→ To do:
Print out the entries exactly, and include each one.

§

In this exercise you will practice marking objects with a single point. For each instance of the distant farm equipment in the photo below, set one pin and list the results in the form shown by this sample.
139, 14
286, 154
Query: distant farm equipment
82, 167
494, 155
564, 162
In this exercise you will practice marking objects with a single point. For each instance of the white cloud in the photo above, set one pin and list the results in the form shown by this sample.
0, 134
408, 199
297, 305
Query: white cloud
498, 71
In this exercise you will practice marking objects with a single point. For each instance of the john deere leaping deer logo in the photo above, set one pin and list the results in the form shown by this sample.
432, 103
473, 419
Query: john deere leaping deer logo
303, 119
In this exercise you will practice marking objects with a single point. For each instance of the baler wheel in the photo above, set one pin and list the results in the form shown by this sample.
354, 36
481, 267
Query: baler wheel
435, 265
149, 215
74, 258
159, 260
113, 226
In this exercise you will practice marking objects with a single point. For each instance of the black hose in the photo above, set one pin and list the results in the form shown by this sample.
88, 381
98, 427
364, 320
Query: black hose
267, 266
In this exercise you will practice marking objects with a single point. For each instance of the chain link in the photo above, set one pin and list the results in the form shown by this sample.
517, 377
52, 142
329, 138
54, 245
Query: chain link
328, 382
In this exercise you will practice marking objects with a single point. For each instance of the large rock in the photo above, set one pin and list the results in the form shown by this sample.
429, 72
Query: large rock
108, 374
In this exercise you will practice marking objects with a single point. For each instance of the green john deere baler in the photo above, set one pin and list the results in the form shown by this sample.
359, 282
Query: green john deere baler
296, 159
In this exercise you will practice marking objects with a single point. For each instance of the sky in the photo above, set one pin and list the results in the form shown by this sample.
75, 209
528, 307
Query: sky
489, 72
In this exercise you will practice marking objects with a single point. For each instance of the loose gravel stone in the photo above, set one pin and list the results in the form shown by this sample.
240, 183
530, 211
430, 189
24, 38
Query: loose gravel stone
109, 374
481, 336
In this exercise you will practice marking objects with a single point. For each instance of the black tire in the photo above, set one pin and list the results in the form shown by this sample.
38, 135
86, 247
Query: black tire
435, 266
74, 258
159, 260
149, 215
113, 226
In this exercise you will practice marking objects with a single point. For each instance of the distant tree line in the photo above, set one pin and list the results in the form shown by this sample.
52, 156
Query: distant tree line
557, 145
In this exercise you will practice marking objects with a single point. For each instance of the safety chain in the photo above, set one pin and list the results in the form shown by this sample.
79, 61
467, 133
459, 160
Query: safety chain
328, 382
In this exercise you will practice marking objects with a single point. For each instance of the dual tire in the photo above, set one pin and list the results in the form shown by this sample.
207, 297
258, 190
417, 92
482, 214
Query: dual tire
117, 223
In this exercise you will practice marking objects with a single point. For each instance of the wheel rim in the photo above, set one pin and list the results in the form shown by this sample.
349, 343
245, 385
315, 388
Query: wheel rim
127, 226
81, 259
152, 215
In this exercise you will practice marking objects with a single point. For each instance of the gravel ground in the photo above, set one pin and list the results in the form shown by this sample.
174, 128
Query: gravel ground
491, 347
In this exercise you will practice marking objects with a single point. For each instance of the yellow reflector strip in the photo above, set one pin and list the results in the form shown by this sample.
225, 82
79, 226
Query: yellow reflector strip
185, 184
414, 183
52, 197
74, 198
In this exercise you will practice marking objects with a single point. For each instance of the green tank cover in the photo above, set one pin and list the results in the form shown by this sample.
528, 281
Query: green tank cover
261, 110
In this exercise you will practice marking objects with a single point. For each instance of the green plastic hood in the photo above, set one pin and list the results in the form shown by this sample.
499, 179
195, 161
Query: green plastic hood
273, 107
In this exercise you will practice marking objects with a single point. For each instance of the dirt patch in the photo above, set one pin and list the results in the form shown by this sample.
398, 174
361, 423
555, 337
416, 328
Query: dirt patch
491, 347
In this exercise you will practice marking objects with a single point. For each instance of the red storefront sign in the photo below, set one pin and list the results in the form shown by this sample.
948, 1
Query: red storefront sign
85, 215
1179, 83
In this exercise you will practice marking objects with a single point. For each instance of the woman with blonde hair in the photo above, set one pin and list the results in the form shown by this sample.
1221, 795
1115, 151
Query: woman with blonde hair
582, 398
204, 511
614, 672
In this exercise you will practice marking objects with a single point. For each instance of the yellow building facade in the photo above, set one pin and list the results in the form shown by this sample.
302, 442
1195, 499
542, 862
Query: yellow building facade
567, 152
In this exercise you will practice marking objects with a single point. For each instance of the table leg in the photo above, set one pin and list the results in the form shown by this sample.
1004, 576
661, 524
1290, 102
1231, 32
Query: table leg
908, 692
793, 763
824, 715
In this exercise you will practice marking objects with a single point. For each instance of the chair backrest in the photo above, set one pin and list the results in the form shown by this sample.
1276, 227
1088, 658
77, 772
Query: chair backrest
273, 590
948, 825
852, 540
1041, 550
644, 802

§

→ Output below:
In this exercise you will practice marking objects with a single point. For each instance of the distant farm equipment in the photo below, set one pin and list the results in the form shown by this sample.
139, 14
286, 154
Query: distant farm equipment
82, 167
494, 155
564, 162
In this exercise you will practice marking objects with a single point. For each instance of the white cloud in the photo above, set one pin and list the results in the form shown by this sample.
0, 134
408, 199
297, 305
Query: white cloud
498, 71
In this exercise you will practice marking objects with a single point. For each instance of the john deere leaping deer logo in the photo above, set one pin and list the results in the form shown by this sample.
432, 103
473, 419
Query: john deere leaping deer logo
303, 119
In this exercise you will practice marking objects with a single point. For each instance of the baler wheel in the photo above, set one pin and list the results in the form shown by this sample.
354, 36
481, 267
Query: baler wheel
435, 265
149, 215
74, 258
159, 260
113, 226
In this exercise you will practice marking objects with a single point. For each instance of the black hose in the photo above, set one pin and list the results in the form shown by this sample.
88, 381
98, 427
364, 320
Query: black hose
267, 266
In this exercise you will practice marking objects with a single point. For each instance of the chain link in the photo above, set one pin and list the results in the form shown by this sample.
517, 377
52, 142
329, 138
54, 245
Query: chain link
328, 382
In this exercise you will practice marking objects with a single point. For each instance of the large rock in the photo above, set one pin and list the results in the form shown by this sample.
429, 72
Query: large rock
108, 374
In this exercise you will practice marking objects with a single point. For each instance of the green john deere baler in the photo above, set one pin and list the results in the form shown by this sample.
359, 282
Query: green john deere baler
296, 159
In this exercise you will practice marking objects with a single point. For each instance of the sky in the photo above, set one pin and list the results in the form shown by this sample.
75, 209
528, 307
Query: sky
489, 72
In this exercise you will practice marking objects with a single point. For each instance of the loose gravel stone in the photo above, set one pin and list the results in the form shown by this sample.
240, 183
530, 211
430, 189
24, 38
Query: loose gravel stone
109, 374
481, 336
In this exercise you will practice marking objects with a single point. For each instance of the black tire in the photo above, set one pin and list the results in the form shown by this sample.
38, 135
86, 247
Query: black tire
435, 266
74, 258
159, 260
149, 215
113, 226
In this exercise you will practice marking objects with a single point. For each instance of the distant tree line in the photo above, set one pin and list the results in the form shown by this sample.
52, 156
Query: distant tree line
557, 145
In this exercise you will practice marking objects with a single point. For each instance of the safety chain in the photo above, set one pin and list the results in the form shown by this sample.
79, 61
467, 133
459, 160
Query: safety chain
328, 382
In this exercise you will practice marking objects with a single point. For each instance of the dual tire in the photo above, set one pin and list the results in the form shown by this sample.
207, 297
258, 190
417, 92
482, 214
Query: dual tire
117, 223
In this exercise you will practice marking objects with a single point. For each instance of the wheel rim in the photo above, set one pin and list the results in the form shown by this sample.
349, 343
245, 385
315, 388
Query: wheel rim
127, 226
81, 259
152, 215
In this exercise you will practice marking objects with a single point. For each instance of the gravel ground in the photo above, set one pin and list the results in the form shown by this sample.
174, 128
Query: gravel ground
491, 347
In this exercise you will practice marking objects with a single point. For each instance of the yellow reflector strip in the photo above, set one pin and list the results in the form shown by this sample.
225, 82
79, 226
Query: yellow reflector strip
185, 184
414, 183
52, 197
74, 198
In this exercise you will practice marking objects with a single point. For each instance of the green tank cover in the photo above, set one pin and list the results in the form shown by this sample.
528, 281
Query: green tank cover
261, 110
In this exercise you will practice marking objects with a single point. For each instance of the green plastic hood in the photo above, set one pin and list the results in the form shown by this sample.
499, 179
195, 161
Query: green plastic hood
273, 107
In this exercise you will practice marking objects with a single point. For each instance of the dirt patch in the photo above, set one pin and list the results in the form shown by this sample.
398, 174
361, 423
555, 337
416, 328
Query: dirt patch
491, 347
In this exercise you will practice marking objects with a single point. For each instance of the red storefront sign in the photo below, set one pin and list the results in the form shown by this sample.
948, 1
Query: red storefront sign
85, 215
1179, 83
In this exercise you will practice marking objects with a single point. For each instance of the woman with blonde hair in the photo above, set one pin and list the results in the form shown by this sample.
1221, 795
1115, 151
Query: woman with blonde hair
582, 398
204, 511
614, 672
In this exercise you will practice marking objects with a single point. For each instance of the yellow building facade in the photo above, set one pin and list the results in the form shown by this sample.
302, 442
1195, 499
542, 862
Query: yellow building facade
567, 152
In this exercise you will practice marking objects with a single point. For each instance of the table leg in the photo above, set one pin and list the results in the form shown by this sample.
1004, 576
661, 524
1290, 102
1231, 32
Query: table leg
908, 692
793, 763
824, 715
In this exercise you will practice marking objects with a single point. For each instance of the chair backrest in the photo above, set one pin and list the results in the form shown by this sample.
1276, 227
1088, 658
77, 772
Query: chair backrest
273, 590
948, 825
852, 540
1041, 550
644, 802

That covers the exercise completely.